<<<<

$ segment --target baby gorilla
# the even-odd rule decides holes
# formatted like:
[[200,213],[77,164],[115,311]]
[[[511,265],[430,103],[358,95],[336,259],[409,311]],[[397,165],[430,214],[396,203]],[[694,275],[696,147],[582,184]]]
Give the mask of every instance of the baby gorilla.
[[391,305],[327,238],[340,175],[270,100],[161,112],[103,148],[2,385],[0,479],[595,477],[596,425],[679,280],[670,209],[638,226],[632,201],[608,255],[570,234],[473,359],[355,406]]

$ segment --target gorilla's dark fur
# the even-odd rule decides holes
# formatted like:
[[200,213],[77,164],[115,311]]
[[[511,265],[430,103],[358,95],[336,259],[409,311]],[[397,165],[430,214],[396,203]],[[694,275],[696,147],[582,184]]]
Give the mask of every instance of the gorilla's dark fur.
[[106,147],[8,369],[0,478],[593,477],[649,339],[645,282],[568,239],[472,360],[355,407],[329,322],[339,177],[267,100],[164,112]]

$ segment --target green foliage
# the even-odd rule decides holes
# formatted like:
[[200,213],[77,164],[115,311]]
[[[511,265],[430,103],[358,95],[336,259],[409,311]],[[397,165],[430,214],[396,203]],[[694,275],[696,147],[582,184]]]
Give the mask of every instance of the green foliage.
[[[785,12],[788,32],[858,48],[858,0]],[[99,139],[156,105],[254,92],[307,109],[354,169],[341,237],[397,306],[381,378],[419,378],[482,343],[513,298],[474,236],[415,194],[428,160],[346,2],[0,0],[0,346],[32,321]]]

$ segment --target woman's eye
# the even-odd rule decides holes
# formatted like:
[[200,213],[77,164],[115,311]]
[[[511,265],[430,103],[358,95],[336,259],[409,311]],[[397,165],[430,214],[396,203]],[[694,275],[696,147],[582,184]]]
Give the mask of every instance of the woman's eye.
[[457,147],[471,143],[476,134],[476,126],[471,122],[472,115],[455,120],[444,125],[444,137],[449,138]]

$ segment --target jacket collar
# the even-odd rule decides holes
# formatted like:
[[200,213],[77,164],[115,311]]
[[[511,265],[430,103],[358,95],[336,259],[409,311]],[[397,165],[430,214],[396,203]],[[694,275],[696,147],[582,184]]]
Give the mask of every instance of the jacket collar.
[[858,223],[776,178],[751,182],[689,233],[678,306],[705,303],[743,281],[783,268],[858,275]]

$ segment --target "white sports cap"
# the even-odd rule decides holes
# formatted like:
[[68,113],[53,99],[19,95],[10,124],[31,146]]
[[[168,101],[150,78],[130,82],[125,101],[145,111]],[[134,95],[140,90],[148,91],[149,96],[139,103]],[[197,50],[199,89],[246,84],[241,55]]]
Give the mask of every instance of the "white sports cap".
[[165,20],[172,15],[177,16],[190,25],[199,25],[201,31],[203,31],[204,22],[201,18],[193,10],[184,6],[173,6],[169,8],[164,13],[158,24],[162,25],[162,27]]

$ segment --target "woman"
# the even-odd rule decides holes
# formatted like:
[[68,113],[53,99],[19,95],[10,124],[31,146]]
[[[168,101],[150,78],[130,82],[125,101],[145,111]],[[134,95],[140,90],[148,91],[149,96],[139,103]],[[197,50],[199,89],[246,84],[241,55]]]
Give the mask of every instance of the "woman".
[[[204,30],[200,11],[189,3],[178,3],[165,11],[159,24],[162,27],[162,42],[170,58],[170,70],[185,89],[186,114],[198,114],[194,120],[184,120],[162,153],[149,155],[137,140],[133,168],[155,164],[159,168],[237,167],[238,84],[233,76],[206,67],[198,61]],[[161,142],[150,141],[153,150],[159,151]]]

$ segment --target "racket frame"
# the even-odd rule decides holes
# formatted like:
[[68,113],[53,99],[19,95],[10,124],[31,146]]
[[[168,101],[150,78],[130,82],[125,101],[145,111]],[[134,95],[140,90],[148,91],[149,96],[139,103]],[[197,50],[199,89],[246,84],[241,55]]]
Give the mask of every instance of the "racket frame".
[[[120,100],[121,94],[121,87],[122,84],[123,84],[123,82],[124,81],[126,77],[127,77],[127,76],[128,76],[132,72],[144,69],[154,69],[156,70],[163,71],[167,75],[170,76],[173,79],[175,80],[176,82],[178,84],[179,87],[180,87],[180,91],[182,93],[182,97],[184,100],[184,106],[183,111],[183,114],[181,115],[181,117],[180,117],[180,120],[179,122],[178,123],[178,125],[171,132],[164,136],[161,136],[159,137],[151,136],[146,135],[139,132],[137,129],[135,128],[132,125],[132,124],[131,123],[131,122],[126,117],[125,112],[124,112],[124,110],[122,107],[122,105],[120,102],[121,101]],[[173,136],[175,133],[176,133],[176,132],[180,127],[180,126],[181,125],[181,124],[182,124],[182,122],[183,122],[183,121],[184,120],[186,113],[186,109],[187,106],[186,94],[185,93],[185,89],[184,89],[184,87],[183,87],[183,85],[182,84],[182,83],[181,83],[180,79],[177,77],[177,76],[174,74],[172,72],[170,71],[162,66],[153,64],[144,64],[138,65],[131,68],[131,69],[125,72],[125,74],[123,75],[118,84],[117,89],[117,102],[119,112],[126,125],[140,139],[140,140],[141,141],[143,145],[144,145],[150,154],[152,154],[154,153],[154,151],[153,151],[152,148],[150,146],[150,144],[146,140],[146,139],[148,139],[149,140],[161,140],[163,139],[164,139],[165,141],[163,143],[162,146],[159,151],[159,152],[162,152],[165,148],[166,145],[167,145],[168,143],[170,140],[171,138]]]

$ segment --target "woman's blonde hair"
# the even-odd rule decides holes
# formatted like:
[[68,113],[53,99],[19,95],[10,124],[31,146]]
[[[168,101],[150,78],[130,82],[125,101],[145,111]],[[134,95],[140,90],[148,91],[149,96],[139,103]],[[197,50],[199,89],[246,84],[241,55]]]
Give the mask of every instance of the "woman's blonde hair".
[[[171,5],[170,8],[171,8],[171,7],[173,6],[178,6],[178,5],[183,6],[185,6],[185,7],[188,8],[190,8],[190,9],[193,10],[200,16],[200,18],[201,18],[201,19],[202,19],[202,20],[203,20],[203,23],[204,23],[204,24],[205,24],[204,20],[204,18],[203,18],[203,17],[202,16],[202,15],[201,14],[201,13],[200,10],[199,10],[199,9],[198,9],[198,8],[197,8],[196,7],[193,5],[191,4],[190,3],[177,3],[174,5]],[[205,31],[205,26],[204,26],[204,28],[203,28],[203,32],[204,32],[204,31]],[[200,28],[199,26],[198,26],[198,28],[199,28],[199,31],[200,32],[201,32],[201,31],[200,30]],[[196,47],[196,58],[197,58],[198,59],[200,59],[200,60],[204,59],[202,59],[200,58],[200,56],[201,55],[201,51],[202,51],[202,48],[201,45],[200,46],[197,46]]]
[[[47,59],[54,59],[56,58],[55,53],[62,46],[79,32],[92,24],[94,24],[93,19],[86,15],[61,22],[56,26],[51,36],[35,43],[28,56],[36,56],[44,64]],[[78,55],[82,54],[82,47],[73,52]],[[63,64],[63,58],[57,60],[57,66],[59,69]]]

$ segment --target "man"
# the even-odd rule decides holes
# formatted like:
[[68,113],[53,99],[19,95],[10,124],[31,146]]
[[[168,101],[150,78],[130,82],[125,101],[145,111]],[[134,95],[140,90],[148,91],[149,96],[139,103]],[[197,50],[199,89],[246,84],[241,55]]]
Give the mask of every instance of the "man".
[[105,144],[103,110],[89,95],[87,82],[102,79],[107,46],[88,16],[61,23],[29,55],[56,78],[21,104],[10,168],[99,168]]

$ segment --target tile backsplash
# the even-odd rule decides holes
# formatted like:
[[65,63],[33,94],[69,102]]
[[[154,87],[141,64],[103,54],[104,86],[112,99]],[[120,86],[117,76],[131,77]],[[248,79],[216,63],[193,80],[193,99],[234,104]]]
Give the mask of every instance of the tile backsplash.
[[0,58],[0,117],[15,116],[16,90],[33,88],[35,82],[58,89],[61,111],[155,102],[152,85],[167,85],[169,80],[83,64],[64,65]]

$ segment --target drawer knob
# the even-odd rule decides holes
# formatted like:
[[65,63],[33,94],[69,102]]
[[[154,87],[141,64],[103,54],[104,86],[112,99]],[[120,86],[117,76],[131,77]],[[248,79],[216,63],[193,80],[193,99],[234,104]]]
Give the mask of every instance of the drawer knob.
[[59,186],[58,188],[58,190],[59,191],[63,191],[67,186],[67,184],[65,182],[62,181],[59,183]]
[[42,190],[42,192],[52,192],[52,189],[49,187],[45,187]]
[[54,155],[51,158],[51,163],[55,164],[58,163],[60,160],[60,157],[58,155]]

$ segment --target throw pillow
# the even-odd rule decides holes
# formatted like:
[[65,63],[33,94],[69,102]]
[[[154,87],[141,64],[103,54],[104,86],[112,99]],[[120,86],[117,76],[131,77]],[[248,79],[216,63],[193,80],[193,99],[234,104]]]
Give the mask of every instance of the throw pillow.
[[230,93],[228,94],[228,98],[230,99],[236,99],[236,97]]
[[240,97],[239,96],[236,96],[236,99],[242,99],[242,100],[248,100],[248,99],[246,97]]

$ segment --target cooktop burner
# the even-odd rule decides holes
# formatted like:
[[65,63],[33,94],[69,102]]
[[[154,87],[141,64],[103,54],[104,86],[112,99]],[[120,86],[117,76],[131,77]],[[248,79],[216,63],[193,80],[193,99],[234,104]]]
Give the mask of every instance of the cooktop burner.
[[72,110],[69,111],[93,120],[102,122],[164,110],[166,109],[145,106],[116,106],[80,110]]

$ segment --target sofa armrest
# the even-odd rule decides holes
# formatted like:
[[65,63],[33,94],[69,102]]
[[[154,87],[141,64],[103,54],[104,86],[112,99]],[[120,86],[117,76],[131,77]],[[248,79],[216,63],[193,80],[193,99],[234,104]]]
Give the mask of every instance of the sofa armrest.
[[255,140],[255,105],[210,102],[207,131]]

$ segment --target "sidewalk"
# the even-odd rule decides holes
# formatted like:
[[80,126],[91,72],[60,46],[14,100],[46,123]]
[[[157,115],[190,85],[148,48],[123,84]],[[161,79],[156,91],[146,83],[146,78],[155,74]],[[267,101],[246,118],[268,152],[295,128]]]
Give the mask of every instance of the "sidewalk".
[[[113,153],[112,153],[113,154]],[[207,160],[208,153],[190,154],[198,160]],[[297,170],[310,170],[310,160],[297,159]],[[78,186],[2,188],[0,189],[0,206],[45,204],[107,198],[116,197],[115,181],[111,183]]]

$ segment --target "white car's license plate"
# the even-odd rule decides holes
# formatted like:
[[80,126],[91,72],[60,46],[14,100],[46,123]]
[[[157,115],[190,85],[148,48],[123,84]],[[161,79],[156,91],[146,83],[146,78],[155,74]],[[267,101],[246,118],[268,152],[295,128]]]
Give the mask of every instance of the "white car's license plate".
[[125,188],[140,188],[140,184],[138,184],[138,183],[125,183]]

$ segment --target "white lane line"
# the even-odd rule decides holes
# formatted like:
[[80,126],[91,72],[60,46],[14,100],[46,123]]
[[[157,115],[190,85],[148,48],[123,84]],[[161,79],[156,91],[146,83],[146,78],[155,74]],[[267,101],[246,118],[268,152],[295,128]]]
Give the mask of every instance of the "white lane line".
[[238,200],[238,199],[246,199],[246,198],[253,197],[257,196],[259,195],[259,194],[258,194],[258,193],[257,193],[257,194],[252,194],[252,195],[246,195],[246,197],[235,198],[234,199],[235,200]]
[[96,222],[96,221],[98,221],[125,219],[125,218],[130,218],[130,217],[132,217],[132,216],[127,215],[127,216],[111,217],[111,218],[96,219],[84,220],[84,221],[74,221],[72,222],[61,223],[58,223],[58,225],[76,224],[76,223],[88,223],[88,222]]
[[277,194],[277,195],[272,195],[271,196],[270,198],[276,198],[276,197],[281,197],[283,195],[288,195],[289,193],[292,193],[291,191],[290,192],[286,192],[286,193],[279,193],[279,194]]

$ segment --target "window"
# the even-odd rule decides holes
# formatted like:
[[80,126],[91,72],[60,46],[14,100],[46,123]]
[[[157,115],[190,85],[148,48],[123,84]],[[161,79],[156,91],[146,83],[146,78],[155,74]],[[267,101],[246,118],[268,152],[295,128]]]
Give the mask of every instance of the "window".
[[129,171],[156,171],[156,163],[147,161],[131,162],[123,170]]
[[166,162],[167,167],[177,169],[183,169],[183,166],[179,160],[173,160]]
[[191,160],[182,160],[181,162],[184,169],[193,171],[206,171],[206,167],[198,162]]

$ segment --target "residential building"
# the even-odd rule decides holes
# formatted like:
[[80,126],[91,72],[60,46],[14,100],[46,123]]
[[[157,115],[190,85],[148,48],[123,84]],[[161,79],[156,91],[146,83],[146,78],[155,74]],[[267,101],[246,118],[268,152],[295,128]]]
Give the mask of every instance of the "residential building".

>>>>

## EXERCISE
Count the lines of the records that contain the string "cooktop", where case matters, and give only that number.

## EXERCISE RESULT
2